PROVIDED RECORDS -
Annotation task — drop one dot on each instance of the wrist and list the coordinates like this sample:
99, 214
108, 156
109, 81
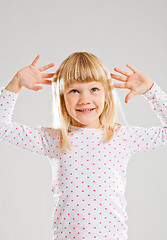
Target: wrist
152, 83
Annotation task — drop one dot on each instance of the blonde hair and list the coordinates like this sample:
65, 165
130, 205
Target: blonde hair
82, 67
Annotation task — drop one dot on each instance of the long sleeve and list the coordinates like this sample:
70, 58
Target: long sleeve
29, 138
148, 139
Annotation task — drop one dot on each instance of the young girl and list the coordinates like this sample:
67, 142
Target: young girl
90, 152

* * *

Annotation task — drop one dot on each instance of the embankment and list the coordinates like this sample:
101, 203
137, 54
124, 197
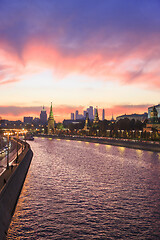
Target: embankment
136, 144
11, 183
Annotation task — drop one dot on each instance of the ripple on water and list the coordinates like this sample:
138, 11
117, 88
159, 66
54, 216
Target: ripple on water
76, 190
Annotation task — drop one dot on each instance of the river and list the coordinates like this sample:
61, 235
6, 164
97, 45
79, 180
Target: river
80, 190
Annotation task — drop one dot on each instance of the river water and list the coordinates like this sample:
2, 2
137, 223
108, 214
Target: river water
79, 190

PROBLEM DETAILS - Report how many lines above contain the word "river", giving only the number.

EXERCISE ANSWER - 4